Algorithm 1 Decentralised ADMM algorithm.

1:: ${x_{i}}^{t + 1} : = {argmax}_{x_{i}} (f_{i} (x_{i}) + (ρ / 2) | | {x_{i}}^{t} - {z_{i}}^{t} + {u_{i}}^{t} {| |}_{2}^{2})$
2:: $z^{t + 1} : = Π_{C} (x^{t + 1} + u^{t})$
3:: ${u_{i}}^{t + 1} : = {u_{i}}^{t} + {x_{i}}^{t + 1} - {z_{i}}^{t + 1}$

The flowchart for the whole system implementation is presented in Figure 2. The role of an anomaly detector is described in Step 6, where, in real time, it alerts the user of an anomaly and resets the system to its normal state.

2.2. Related Solution for Anomaly Detection

Referring to the works in the literature, anomalies for IoT can be broadly classified into one of the following three types [18,19]:

Point: Anomalies happen randomly without clear reason and always with irregularity. For instance, network sensors can catch a sudden fluctuation in video signals [20] due to abnormal noises.
Contextual: Anomalies happen given the specific context, including the spatial and temporal cues. For example, in [21], the pattern related to traffic accident varies between long-term and short-term prediction (e.g., day-level and hour-level prediction) in different areas.
Collective: Anomalies happen when the central node and edge devices work incongruously or the observation in a group has unusual patterns with other groups. For instance, in [22], anomalies can be defined as cascading delays in railway traffic, and these delays are common in traffic data across different weeks.

Our work focuses on detection of contextual anomalies, considering that anomalies happen in the specific IoT context and the gateway keeps monitoring the system parameters both before and after an anomaly occurs (i.e., temporal cues). We note that significant work has been undertaken in this area: for instance, Liu et al. [23] proposed a detector for on and off attack by a malicious network node in an industrial IoT site; Anthi et al. [24] represented an intrusion detection system for an IoT system to identify the denial of service (DoS) attacks; Ukil et al. [25] discussed the detection of anomalies in healthcare analytics based on IoT by analysing the cardiac signal; and Hu et al. [26] proposed a context-augmented graph auto-encoder (Con-GAE) for anomaly detection in traffic monitoring. However, the anomalies defined in these works are largely based on tempering contents in data packets transmitted by IoT devices, and no approach has been found for anomaly detection for an IoT data transmission frequency system involved with an optimal iterative scheme. Moreover, a fundamental difference between our definition and theirs is that we focus on detecting the anomalies caused by the abnormal transmission pattern of IoT devices in the network, which has no regard to the contents in the transmitted data packets.

3. Problem Statement

Given the transmission frequency management system described in Figure 1 and problem (1), manipulations on the edge (i.e., including edge devices and gateway) can lead to changes in transmission frequencies. From a threat modelling perspective, for instance, with reference to the MITRE framework [27], adversaries may manipulate the transmission frequency of a given IoT device through external remote access, and maliciously inject codes through process injection to eventually escalate the privilege of the device for specific purposes. Specifically, in this work we assume that such manipulations can happen by changing the utility function input, function type, data size request per writing request (i.e., defined on edge devices), maximum writing frequency, and data storage (i.e., system resource allocated to the gateway). In general, when manipulations happen on the device j in the network, a new optimisation process needs to be reactivated by solving the following problem:

\begin{matrix} max_{x_{1}, x_{2}, \dots, x_{N}} \sum_{i = 1, i \neq j}^{N} h_{i} (x_{i}) + h_{j}^{*} (x_{j}), \\ subject to \sum_{i = 1}^{N} x_{i} \leq c, \sum_{i = 1, i \neq j}^{N} a_{i} x_{i} + a_{j}^{*} x_{j} \leq d, x_{i} \geq 0 \end{matrix}

(2)

WRITTEN REQUEST: Continue the IoT anomaly-detection passage from the point where it stops, after equation (2).

DATA LISTING:

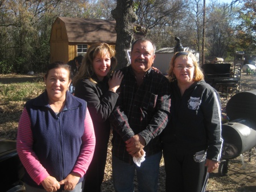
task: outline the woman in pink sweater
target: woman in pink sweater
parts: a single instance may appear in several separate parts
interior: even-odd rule
[[[28,101],[19,123],[17,151],[26,191],[82,191],[95,147],[87,103],[68,91],[69,67],[50,64],[46,89]]]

TASK ANSWER:
where

h_{j}^{*}

and

a_{j}^{*}

denote the new utility function and new data packet size after tampering, respectively.

Clearly, there are many ways that an optimal transmission frequency

x_{j}

can be implicitly tampered. In our context, we consider the following specific definitions:

1.: Manipulation on utility function input only: The independent variable of the utility function is manipulated by adding an input factor with a small given range, $h_{j} (x_{j}) \Rightarrow h_{j} (x_{j} + input factor)$ .
2.: Manipulation on utility function type and input: The utility function can be totally changed to anther type of concave function specified by the utility function set of the system, i.e., $h_{j} (x_{j}) \Rightarrow h_{j}^{*} (x_{j} + input factor)$ . Note that this setting maps to the “multiple user-defined utility functions” example in Section 2.1.
3.: Manipulation on transmission data size: The data size $a_{j}$ required for the j’th device per writing request is manipulated by adding a size factor with a small given range, $a_{j} \Rightarrow a_{j} + size factor$ .

Comment: It is also possible to affect the optimal transmission frequency

x_{j}

and

x_{i}, i \neq j

by manipulating system resource in a small given range, such as

c \Rightarrow c + MWF factor

and

d \Rightarrow d + storage factor

. In our definition, such manipulations are regarded as systematic adjustment as it is not directly related to any user-specific property, e.g.,

h_{j}

, and thus it will be regarded as normal scenarios in our anomaly detection analysis.

In addition, we also have the following assumptions in our problem statement.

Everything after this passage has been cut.